ProbGen24 Day3

Brian Clarke

DeepRVAT uses deep learning to find non-linear associations for rare variants. Improves phenotype prediction.

https://doi.org/10.1101/2023.07.12.548506

Roka Borbely

A simple biophysical model of transcriptional regulation.

cis-regulatory element. Occupancy of a binding site: increases concentration, reduces mismatch number

Binding site at every position.

Total occupancy: additive contribution of all BSs

Time vs fitness.

Theoretical limit: low TF concentration, sharp activation threshold.

Yun S. Song

Nonparametric density estimation using deep learning.

Protein language models: mask out some position and try to predict the masked amino acid. Very effective. What sequence should be used in training the model? Can we apply the same model to DNA? What part of the genome shall we use to train? In fact, using the whole genome does not work.

Genomic Pre-trained Network (GPN).

Why should it work? Functional information occurs multiple times in the genome.

Challenges

  • Highly variable levels of conservation along the genome.
  • Curse of repeats. Repeatitive elements, overly represented.

Arabidopsis Thaliana, simpler - 20% repetitive compared to 50% in humans. PNAS 2023, Benegas et al.

Model could predict genomic context (appeared as separate clusters in UMAP). It learned context-dependent probability distribution. GPN understands pathogenicity of different variant types. Ranking of variant types is correlated with pathogenicity. Low GPN scores related to enrichment of GWAS hits.

DNA LLM for Humans

NVIDIA tried using 128 GPUs for 28 days. But failed.

Nucleotide Transformer. GPN-MSA performs significantly better than HyenaDNA and NVIDIA model.

Matthew Aguirre

GRN graph network construction

Bollobas et al 2003. Extend that algorithm, construct sparse graph with n nodes, put into k groups. Sparsity \(p\). Group affinity \(w\). In-degree uniformity \(\delta_{\textrm{in}}\). After constructing the graph, use difference equation to simulate expression of genes: terms for synthesis, degradation and noise. Find steady-state expression for genes.

Perturb a gene: Measure effects. In-silico knockout. Perturbation effects in many structurally diverse GRNs. Compare synthetic GRNs with Perturb-Seq, Replogle et al, Cell 2022.

Realistic synthetic GRNs. Correlation tracks co-regulation due to sparsity and hub regulation. Co-regulation is still hypothesis driven.

[Stored entries]

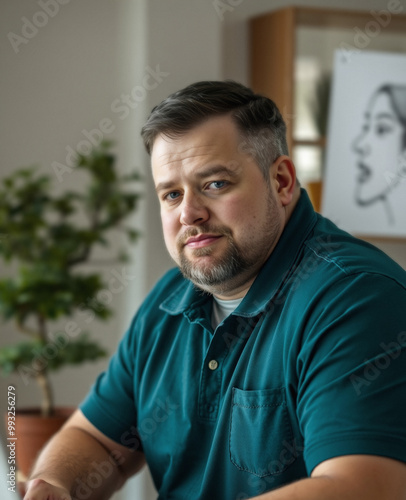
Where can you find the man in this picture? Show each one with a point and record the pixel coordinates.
(272, 364)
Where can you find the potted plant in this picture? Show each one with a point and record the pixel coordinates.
(48, 237)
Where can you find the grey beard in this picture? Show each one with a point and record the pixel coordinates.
(232, 264)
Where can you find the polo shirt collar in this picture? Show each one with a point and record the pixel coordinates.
(270, 277)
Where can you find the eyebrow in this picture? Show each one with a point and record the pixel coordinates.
(385, 115)
(203, 174)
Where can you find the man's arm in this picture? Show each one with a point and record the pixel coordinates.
(80, 460)
(351, 477)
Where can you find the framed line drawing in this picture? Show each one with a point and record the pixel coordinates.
(365, 178)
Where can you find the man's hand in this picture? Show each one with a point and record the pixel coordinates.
(38, 489)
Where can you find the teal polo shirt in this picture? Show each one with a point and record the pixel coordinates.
(310, 366)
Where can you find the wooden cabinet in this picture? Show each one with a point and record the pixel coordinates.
(292, 46)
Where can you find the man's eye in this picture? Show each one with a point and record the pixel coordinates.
(217, 184)
(172, 195)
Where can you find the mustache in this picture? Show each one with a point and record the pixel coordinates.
(203, 229)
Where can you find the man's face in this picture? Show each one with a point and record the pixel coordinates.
(220, 218)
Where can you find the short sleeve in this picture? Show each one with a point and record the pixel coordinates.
(110, 405)
(352, 372)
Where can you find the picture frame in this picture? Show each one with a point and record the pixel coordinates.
(364, 189)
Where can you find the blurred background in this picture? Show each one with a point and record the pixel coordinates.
(101, 65)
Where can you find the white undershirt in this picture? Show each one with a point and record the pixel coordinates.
(222, 309)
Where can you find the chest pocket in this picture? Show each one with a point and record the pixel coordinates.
(261, 438)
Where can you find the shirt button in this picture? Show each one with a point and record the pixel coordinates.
(213, 364)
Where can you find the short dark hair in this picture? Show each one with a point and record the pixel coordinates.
(257, 117)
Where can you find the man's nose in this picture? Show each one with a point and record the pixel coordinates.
(193, 210)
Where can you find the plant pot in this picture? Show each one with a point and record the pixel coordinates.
(33, 431)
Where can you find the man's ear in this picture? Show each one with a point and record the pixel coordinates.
(283, 173)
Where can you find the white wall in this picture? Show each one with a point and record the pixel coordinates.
(66, 78)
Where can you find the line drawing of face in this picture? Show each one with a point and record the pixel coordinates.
(379, 148)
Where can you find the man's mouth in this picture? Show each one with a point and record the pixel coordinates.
(365, 173)
(201, 240)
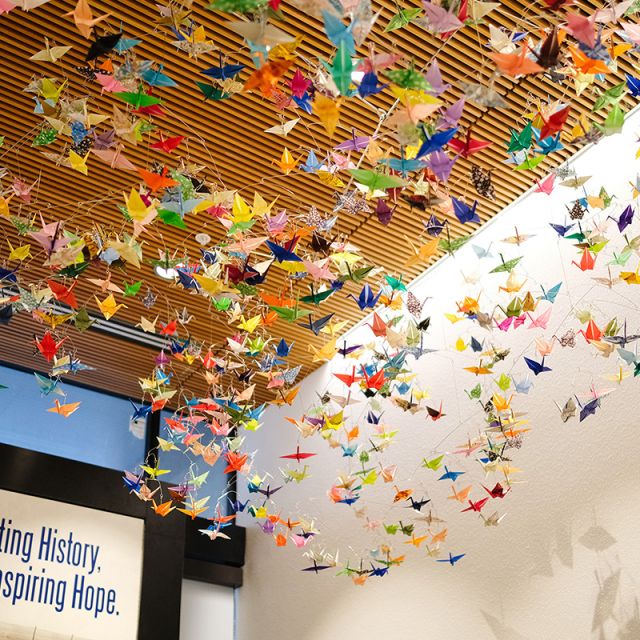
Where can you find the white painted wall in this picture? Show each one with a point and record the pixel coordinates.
(206, 611)
(565, 562)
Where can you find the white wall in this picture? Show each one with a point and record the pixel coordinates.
(206, 611)
(565, 562)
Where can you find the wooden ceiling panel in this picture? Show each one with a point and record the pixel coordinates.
(228, 139)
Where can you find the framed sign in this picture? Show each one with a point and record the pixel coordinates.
(79, 558)
(68, 569)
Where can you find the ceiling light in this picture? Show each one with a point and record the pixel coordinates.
(167, 274)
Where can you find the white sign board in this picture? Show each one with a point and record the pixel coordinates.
(67, 571)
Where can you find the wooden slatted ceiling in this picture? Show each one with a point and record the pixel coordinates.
(228, 139)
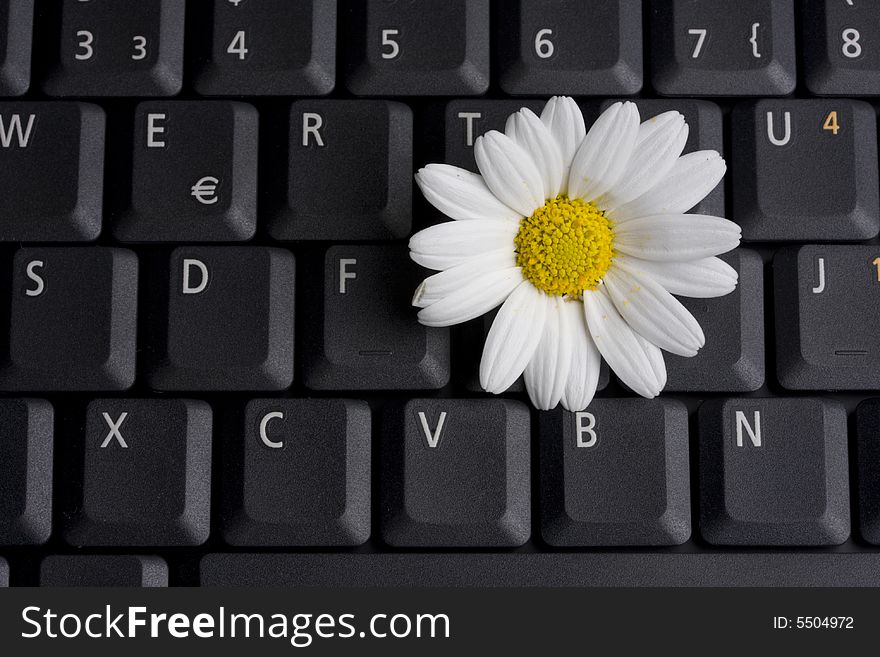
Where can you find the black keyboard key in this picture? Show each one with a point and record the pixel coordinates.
(361, 331)
(73, 320)
(732, 359)
(705, 132)
(616, 474)
(51, 171)
(721, 48)
(868, 428)
(456, 474)
(16, 24)
(103, 570)
(773, 472)
(593, 568)
(299, 474)
(227, 320)
(194, 174)
(432, 48)
(119, 48)
(349, 172)
(266, 48)
(468, 119)
(805, 170)
(827, 313)
(26, 439)
(582, 47)
(142, 476)
(840, 55)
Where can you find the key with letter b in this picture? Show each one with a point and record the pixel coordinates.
(773, 472)
(827, 314)
(456, 473)
(805, 170)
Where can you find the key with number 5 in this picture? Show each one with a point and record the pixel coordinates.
(117, 48)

## Tasks:
1/ Decide whether each statement agrees with the ProbGen24 Day3 notes. Answer yes or no, and quote the words from the notes that settle it.
(a) Using the whole genome to train the DNA model works.
(b) Arabidopsis thaliana has a smaller share of repetitive sequence than humans.
(c) NVIDIA's attempt with 128 GPUs succeeded.
2/ List every person's name that stands alone as a section heading in the ProbGen24 Day3 notes.

## Exercise answers:
1/
(a) No: "In fact, using the whole genome does not work."
(b) Yes: "20% repetitive compared to 50% in humans"
(c) No: "NVIDIA tried using 128 GPUs for 28 days. But failed."

2/
Brian Clarke
Roka Borbely
Yun S. Song
Matthew Aguirre